------ Text excerpt

Where shareholders fail to put in place a Shareholders Agreement, shareholders who are in dispute commonly have to look at the legislation and case law governing Companies.  This leaves a disgruntled shareholder with limited options available.

Being commercial solicitors we are greatly experienced in dealing with shareholders disputes and our commercial litigators have an understanding that such disputes should not affect the goodwill of the business.


Shareholders in deadlock

Dealing with the first problem: deadlock.  This can easily occur where the shareholders cannot reach a decision – all have even voting rights and there is no majority shareholding to determine.   This ultimately means that either the disgruntled shareholder sells his shares or the Company is wound up.   The normal problems which occur if a shareholder wishes to sell and leave are (1) agreeing a value for the shareholding and (2) agreeing the payment terms.    Under the articles of association of the Company it is quite likely that it will stipulate that the Company’s accountant will value the shares at fair market value based on a willing seller/willing buyer principle.  The problem which can arise is if the valuation does not necessarily accord with the selling shareholders’ thoughts and therefore a second valuation is carried out.   A further problem is that even if the share price can be agreed, few shareholders can buy each other out with a lump sum payment – often payment is spread over equal installments.    This can only work however if one party agrees to sell – often the issue is that neither party wants to sell and buy doing so the Company continues to trade without any decisions being made.

------------

Exercise requirements
Can you rewrite the stretch of the shareholder disputes text from "Being commercial solicitors" through "of the business.", swapping "goodwill" for "reputation"?

------ Extracted material

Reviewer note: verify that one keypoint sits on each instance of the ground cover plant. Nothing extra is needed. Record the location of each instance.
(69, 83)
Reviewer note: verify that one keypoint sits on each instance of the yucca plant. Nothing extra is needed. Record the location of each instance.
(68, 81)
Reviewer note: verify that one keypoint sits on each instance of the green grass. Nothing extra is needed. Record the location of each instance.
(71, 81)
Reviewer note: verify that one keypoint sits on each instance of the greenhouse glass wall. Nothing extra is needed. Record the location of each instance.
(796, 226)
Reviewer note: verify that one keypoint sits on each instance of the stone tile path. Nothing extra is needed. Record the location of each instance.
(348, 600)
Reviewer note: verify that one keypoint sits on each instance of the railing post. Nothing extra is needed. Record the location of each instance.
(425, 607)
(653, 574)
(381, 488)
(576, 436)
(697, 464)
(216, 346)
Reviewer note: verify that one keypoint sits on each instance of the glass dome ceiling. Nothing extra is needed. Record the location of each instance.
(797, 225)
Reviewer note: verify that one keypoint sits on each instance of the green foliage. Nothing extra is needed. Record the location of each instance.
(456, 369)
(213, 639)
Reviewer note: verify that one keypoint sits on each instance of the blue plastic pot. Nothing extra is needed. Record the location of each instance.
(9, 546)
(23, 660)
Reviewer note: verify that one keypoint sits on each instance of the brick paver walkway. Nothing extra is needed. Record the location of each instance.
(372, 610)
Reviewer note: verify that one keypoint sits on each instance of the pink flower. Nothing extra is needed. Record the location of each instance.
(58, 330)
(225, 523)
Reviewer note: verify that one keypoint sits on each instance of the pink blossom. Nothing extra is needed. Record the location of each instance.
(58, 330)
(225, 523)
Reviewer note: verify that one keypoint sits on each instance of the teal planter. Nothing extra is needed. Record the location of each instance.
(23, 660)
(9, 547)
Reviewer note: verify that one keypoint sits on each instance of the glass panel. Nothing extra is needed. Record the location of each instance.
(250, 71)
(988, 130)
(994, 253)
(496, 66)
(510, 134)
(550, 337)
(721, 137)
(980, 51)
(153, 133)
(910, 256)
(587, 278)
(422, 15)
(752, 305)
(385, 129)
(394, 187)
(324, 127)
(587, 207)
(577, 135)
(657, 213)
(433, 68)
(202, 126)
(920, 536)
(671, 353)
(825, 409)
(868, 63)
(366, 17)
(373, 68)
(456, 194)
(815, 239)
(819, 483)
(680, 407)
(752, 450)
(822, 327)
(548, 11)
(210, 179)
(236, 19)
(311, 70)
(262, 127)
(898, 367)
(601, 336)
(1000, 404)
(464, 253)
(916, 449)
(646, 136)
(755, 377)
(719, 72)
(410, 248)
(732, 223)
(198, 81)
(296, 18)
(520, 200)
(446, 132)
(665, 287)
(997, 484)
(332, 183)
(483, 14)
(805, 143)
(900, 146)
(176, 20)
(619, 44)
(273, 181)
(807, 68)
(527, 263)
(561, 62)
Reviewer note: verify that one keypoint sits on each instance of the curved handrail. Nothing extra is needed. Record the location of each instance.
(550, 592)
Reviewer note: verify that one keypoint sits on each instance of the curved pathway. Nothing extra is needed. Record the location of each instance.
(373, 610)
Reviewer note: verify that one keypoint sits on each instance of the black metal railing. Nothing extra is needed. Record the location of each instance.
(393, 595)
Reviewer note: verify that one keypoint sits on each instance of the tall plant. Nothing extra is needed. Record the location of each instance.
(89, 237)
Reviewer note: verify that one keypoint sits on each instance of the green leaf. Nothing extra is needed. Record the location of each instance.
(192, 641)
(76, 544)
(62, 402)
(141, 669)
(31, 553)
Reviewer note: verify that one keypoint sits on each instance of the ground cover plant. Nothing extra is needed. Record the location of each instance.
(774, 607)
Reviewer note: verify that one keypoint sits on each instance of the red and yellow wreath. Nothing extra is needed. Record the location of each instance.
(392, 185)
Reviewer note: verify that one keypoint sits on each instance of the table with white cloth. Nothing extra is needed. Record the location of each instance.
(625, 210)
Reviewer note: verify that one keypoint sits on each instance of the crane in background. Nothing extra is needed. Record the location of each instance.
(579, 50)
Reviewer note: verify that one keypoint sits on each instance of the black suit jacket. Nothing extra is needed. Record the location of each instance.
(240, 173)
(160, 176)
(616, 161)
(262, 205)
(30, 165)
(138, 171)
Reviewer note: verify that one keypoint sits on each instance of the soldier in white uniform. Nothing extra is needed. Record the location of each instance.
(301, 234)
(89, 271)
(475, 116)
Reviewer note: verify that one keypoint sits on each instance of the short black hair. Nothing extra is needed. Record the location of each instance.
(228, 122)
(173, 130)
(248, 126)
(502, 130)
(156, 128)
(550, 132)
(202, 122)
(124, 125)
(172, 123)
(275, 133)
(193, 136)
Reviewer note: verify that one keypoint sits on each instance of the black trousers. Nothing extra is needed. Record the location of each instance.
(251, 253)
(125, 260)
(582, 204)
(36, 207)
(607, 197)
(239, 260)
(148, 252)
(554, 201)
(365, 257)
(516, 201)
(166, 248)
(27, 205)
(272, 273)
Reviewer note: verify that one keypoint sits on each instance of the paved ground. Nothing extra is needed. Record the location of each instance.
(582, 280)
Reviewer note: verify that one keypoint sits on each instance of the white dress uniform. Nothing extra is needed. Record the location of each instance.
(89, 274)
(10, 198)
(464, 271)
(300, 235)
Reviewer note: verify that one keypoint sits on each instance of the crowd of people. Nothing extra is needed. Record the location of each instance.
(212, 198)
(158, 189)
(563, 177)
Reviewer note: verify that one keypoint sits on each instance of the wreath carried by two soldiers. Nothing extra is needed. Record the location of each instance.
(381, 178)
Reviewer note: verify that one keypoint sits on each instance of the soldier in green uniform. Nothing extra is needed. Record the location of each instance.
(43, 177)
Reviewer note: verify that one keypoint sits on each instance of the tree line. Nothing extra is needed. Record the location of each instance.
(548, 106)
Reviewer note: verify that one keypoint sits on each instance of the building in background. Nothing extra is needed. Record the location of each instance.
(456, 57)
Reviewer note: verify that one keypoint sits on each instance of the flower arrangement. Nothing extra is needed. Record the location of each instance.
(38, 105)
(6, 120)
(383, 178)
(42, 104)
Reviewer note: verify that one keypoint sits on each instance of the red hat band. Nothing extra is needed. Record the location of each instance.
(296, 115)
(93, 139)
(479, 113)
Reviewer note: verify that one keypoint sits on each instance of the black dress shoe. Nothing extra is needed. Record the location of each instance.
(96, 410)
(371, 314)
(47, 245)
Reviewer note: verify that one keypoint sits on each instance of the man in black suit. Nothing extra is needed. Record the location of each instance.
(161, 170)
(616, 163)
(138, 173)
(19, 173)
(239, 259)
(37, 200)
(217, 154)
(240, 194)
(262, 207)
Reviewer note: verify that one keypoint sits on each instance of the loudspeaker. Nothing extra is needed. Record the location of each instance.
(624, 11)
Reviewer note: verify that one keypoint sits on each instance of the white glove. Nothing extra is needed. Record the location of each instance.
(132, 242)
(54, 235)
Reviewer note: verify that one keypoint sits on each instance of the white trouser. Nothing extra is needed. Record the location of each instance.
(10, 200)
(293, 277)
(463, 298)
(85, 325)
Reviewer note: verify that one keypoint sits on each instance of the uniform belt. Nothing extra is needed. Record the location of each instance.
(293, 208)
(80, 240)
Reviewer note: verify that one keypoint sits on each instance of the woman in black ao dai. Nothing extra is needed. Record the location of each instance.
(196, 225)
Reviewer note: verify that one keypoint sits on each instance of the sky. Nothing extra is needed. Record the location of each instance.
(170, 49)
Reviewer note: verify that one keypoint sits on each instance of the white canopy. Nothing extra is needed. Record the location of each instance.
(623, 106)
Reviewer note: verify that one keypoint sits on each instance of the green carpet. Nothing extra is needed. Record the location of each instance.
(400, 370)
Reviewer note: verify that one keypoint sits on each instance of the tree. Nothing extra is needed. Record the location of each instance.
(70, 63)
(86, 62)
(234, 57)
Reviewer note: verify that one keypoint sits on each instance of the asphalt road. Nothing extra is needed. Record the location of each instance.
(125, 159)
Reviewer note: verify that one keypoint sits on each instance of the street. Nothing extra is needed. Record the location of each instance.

------------

Answer in full
Being commercial solicitors we are greatly experienced in dealing with shareholders disputes and our commercial litigators have an understanding that such disputes should not affect the reputation of the business.